-- Opening Marker --

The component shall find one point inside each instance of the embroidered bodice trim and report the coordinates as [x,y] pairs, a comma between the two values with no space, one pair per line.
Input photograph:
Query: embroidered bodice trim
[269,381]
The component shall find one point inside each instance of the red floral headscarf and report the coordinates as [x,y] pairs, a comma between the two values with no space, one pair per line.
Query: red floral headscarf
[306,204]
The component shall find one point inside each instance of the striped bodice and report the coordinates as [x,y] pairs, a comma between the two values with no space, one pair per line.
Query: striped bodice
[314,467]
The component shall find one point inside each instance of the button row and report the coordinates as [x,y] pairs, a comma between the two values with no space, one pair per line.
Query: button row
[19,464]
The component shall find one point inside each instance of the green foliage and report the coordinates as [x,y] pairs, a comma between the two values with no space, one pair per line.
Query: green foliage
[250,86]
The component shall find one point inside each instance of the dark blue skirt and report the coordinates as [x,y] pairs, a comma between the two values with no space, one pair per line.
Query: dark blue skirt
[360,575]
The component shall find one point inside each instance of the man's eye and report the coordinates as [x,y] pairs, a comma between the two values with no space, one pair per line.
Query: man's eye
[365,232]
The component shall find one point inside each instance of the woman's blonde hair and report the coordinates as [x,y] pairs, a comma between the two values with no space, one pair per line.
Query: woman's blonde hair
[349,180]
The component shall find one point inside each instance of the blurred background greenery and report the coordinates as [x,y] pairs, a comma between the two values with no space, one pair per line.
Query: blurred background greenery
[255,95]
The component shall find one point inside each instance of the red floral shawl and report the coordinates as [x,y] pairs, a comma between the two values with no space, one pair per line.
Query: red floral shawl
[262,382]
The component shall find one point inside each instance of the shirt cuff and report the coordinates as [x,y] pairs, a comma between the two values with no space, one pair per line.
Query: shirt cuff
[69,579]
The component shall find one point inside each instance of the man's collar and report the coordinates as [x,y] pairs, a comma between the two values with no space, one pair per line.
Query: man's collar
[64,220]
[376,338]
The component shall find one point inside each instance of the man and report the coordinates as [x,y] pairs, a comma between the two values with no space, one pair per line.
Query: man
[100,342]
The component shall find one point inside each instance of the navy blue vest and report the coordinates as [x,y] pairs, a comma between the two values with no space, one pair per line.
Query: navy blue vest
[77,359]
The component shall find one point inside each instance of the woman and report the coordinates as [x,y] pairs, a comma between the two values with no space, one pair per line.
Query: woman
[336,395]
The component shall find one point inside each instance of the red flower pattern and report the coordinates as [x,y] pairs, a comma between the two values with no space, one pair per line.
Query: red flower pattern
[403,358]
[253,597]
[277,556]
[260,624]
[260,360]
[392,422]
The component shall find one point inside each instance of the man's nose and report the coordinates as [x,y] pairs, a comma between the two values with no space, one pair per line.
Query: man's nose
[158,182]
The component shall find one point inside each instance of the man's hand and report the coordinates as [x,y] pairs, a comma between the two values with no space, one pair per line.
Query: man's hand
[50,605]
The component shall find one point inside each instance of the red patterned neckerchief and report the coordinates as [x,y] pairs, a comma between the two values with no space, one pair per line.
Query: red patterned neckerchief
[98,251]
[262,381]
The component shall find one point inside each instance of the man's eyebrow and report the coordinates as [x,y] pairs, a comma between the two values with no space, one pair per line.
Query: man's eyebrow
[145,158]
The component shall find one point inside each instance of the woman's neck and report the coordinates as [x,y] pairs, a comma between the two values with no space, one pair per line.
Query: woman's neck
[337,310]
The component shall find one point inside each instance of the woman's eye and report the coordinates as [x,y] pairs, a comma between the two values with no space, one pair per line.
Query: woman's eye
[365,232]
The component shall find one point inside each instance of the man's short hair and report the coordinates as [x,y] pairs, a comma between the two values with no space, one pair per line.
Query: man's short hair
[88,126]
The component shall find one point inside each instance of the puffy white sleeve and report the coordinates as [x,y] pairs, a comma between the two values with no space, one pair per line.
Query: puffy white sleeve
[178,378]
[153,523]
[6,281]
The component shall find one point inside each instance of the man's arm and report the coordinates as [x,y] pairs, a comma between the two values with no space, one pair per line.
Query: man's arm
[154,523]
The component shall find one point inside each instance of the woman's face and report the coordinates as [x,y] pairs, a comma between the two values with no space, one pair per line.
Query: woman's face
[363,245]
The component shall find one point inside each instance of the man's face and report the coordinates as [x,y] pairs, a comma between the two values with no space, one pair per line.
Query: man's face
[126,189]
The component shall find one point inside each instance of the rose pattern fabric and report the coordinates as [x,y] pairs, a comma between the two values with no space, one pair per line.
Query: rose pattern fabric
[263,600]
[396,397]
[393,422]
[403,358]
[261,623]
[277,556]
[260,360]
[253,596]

-- Closing Marker --
-- Opening Marker --

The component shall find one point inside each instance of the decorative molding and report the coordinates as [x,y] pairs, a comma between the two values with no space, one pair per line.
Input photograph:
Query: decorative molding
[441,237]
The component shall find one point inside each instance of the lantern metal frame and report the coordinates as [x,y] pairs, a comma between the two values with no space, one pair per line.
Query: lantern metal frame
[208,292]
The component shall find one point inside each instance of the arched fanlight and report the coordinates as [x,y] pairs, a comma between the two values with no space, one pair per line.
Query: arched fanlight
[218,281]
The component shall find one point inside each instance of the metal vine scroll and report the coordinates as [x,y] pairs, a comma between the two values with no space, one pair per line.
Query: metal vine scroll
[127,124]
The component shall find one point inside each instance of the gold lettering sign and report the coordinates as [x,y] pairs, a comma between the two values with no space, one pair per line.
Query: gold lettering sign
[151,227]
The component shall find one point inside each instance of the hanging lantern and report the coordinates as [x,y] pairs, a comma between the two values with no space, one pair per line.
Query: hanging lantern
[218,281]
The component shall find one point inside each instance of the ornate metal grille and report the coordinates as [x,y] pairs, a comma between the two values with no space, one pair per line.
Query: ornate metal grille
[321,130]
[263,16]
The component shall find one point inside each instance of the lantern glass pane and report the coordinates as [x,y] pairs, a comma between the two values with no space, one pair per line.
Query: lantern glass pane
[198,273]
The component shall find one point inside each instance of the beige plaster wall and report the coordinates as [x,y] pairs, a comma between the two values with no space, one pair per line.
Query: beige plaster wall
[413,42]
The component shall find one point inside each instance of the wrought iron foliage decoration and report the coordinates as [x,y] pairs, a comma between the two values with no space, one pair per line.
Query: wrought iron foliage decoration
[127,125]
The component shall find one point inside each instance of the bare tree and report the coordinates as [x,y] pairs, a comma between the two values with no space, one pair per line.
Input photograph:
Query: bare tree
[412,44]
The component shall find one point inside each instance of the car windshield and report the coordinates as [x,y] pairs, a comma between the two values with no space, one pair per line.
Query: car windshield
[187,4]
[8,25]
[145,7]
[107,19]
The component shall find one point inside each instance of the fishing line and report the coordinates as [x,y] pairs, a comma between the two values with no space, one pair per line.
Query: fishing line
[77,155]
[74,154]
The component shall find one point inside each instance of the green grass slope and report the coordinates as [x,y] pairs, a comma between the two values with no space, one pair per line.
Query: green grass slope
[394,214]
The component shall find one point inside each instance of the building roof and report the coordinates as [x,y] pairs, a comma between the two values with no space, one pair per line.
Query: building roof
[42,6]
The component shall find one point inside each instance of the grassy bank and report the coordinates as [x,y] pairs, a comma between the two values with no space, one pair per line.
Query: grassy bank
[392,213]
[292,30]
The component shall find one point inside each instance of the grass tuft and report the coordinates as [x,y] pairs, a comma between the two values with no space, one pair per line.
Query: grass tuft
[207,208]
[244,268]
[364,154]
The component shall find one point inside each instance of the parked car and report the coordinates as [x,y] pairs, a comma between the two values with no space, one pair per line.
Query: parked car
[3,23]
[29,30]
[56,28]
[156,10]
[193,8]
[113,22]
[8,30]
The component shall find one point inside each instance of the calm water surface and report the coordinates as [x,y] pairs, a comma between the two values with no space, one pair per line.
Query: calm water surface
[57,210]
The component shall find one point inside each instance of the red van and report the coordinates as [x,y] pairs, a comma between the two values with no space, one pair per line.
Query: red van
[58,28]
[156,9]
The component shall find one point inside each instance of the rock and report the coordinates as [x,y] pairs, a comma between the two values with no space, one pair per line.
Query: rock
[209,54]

-- Closing Marker --

Problem requirements: Copy the lines above exactly. Start with the line containing "Query: shirt cuff", end with the line containing "the woman and", and include both.

Finished task:
Query: shirt cuff
[69,579]
The component shall find one point inside each instance of the man's collar and report the coordinates as [x,y] pairs, a comma between the two values with no space, one pair per line.
Query: man's collar
[64,220]
[376,338]
The component shall find one point inside each instance of the man and report the coordinates as [x,y] pairs, a comma between the two values with no space, one pair per line.
Query: man
[100,342]
The component shall find one point inside each instance of the navy blue vest and report the coordinates as [x,y] pairs, a comma between the two values with no space, one pair per line.
Query: navy blue vest
[77,359]
The component shall find one point inside each instance of the woman and report the coordinates as [x,y] pairs, a comma between the two values with no space, one pair per line.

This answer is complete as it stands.